Records from a data collection

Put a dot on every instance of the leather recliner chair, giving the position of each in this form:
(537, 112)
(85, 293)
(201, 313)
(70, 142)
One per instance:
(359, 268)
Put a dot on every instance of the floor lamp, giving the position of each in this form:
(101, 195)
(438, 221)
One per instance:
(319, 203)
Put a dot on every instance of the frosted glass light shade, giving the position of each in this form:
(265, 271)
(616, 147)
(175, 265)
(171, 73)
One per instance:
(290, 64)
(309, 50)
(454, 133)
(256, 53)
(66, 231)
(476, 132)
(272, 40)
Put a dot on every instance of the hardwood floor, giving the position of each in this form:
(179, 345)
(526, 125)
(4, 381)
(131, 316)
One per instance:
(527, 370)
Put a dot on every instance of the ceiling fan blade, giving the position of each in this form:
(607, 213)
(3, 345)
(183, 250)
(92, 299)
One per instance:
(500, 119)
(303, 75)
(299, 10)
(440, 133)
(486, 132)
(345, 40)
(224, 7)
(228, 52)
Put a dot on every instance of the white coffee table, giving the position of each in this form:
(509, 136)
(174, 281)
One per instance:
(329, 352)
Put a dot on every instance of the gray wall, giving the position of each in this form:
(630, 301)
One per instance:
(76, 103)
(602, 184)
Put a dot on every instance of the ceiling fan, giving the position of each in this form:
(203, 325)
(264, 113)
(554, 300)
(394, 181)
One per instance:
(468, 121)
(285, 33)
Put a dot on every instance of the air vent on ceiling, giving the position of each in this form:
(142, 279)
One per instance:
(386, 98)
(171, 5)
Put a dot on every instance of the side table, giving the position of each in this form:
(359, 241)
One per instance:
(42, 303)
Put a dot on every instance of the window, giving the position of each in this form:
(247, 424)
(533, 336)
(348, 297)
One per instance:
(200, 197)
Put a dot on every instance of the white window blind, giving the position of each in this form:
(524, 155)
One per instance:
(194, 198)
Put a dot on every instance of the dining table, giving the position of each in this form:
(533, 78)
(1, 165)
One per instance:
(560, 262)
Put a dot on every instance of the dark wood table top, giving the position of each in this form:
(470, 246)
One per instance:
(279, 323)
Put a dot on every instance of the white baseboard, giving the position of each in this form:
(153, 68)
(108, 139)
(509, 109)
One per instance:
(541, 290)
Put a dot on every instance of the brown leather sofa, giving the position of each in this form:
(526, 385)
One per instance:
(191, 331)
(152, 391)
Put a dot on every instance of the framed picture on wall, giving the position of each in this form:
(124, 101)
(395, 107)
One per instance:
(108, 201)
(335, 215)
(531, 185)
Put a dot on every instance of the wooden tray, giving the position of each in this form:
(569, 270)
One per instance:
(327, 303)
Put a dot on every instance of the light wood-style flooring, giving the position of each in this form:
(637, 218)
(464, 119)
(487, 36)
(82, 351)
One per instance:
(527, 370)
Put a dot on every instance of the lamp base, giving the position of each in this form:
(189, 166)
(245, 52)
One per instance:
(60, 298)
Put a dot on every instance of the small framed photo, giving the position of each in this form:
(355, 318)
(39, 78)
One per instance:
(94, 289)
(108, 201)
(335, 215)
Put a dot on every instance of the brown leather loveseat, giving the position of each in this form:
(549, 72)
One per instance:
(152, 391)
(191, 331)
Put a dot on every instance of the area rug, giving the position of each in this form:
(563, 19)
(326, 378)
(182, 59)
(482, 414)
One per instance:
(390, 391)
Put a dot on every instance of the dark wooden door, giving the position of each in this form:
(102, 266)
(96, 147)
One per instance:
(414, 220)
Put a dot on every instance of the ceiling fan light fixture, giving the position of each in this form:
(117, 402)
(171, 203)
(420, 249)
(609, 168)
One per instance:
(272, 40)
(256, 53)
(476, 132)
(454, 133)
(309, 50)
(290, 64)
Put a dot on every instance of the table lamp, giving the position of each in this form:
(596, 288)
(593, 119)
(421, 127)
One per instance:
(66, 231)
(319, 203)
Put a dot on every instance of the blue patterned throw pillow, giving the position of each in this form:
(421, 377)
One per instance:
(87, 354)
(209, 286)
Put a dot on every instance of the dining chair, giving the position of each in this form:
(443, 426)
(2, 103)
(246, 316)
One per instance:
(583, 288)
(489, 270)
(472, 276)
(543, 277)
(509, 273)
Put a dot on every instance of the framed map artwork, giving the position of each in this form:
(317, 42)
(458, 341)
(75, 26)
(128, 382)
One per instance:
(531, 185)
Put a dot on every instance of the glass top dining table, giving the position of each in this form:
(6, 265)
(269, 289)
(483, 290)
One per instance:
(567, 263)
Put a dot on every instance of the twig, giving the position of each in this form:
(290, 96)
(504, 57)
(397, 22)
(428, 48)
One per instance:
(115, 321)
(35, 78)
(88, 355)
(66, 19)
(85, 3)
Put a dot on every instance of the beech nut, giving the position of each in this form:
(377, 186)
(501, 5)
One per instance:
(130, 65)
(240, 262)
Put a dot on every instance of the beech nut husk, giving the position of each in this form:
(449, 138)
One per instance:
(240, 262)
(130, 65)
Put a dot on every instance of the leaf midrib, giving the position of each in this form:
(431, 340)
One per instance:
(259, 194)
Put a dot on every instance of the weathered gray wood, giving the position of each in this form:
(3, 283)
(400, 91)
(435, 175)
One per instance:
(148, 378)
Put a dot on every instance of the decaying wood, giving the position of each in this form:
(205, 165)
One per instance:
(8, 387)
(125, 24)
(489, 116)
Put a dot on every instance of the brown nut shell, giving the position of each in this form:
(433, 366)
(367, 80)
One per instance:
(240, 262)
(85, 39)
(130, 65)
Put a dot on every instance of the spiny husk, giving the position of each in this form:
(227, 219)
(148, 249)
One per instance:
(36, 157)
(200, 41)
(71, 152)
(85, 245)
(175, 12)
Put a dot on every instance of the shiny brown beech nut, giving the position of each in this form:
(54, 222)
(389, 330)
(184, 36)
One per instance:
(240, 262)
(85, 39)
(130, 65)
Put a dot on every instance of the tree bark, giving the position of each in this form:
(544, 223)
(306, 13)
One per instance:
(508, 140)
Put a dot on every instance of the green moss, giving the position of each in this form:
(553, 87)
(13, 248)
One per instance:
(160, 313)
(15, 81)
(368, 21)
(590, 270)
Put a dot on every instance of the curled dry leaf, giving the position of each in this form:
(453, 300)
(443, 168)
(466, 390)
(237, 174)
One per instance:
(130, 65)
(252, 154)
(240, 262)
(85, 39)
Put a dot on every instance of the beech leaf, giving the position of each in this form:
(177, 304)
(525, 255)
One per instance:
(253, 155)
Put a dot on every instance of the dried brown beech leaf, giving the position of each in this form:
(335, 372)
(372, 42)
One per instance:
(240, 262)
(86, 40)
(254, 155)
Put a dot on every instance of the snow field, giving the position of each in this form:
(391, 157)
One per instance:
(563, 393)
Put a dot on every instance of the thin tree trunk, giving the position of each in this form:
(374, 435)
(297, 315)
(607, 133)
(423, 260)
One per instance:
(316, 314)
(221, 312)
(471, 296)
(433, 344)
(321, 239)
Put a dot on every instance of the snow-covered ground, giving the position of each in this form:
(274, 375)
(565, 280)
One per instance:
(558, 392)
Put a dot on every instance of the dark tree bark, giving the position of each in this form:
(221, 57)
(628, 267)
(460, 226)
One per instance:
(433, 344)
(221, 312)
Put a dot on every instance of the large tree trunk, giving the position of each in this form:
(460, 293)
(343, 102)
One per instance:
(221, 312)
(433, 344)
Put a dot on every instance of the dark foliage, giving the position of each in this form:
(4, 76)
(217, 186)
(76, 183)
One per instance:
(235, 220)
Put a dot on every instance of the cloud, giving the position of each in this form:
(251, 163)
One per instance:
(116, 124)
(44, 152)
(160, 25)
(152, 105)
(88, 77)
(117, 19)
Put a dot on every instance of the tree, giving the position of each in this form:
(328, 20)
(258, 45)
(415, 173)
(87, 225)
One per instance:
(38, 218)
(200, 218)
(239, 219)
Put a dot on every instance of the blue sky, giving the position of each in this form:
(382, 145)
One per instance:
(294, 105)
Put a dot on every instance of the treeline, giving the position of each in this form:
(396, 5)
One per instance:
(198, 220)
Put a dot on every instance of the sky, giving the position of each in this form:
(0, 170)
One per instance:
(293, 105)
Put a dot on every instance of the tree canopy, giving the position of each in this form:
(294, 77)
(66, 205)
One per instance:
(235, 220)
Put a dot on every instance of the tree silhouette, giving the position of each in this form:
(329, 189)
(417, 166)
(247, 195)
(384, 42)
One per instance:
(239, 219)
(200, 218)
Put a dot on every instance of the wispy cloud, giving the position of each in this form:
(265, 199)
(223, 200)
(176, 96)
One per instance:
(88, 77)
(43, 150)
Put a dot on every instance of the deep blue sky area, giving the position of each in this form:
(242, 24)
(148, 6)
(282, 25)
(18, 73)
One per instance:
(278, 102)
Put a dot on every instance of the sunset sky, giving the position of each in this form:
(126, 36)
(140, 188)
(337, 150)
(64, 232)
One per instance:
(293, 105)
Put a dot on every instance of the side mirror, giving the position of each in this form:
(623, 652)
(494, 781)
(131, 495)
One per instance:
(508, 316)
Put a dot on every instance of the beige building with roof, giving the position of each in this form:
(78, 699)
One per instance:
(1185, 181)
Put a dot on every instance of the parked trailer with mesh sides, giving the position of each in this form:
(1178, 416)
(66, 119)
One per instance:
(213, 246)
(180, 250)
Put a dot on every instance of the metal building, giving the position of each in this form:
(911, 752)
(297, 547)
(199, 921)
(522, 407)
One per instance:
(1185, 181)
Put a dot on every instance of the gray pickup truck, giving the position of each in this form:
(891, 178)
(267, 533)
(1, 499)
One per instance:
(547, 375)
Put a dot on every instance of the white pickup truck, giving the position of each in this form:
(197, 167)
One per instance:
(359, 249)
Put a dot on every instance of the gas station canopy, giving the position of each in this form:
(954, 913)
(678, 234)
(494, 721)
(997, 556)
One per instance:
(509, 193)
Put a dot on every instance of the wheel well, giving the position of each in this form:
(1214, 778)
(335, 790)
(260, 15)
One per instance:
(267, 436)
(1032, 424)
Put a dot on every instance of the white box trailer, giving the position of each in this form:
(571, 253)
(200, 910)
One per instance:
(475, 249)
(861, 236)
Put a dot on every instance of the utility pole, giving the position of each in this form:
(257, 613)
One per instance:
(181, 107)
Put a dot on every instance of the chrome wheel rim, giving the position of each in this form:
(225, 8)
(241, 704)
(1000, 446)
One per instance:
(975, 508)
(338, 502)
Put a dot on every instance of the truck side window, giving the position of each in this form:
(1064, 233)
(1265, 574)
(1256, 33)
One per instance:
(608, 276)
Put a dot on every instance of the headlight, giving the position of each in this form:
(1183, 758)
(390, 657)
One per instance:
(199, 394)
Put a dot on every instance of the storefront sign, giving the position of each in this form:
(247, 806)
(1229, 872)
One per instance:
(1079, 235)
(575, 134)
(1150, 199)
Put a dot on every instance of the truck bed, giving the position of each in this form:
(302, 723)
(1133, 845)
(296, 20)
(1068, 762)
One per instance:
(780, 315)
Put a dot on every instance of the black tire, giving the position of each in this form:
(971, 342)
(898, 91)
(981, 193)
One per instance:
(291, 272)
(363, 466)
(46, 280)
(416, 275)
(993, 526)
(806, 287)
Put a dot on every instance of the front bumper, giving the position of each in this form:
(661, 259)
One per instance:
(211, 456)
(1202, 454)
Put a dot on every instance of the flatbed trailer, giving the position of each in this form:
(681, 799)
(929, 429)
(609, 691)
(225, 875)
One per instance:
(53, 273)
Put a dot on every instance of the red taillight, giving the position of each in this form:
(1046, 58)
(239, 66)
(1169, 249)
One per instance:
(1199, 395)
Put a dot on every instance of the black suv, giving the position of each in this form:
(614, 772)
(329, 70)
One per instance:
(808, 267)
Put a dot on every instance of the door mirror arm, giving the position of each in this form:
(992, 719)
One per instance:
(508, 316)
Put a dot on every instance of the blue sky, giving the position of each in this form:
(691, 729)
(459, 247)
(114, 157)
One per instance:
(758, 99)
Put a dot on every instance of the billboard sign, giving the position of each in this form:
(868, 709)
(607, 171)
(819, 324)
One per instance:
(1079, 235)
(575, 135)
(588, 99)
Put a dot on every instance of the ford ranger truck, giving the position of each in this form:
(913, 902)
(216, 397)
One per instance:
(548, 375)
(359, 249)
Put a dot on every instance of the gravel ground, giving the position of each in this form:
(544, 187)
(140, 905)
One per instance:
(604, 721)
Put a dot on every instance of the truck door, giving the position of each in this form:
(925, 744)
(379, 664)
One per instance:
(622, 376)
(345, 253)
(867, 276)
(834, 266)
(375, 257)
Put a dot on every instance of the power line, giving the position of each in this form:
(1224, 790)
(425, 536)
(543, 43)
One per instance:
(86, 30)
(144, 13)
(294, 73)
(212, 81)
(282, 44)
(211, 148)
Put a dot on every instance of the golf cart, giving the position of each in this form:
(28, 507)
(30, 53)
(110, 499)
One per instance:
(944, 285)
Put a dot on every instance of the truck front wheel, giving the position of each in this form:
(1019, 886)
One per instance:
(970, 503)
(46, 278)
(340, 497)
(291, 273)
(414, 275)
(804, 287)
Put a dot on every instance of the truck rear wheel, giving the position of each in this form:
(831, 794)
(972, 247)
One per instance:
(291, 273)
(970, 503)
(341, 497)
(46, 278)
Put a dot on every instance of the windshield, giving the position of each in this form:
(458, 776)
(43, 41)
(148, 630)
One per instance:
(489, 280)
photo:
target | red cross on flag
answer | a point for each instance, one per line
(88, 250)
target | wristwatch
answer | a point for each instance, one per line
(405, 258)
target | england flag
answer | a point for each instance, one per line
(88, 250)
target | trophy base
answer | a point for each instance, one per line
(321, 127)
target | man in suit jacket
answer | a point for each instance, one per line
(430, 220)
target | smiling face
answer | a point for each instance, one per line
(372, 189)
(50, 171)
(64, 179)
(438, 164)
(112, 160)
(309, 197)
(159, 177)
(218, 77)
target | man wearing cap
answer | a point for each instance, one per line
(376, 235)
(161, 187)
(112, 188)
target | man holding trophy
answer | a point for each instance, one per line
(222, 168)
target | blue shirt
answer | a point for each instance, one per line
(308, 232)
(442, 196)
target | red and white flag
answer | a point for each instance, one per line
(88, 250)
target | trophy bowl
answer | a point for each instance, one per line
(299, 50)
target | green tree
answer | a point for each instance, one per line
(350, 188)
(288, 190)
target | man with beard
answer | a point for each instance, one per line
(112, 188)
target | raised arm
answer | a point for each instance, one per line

● **Task objective**:
What you give back should be exactly the lines of the data above from the line with "Put a dot on every instance of the small" through the line with "leather loveseat, giving", both of those included, and nothing more.

● **Exercise response**:
Put a dot on every instance of the small framed photo, giving the position of each in this form:
(355, 318)
(39, 78)
One per instance:
(94, 289)
(108, 201)
(335, 215)
Put a dot on every instance of the brown leather loveseat, giving the position of each in this form:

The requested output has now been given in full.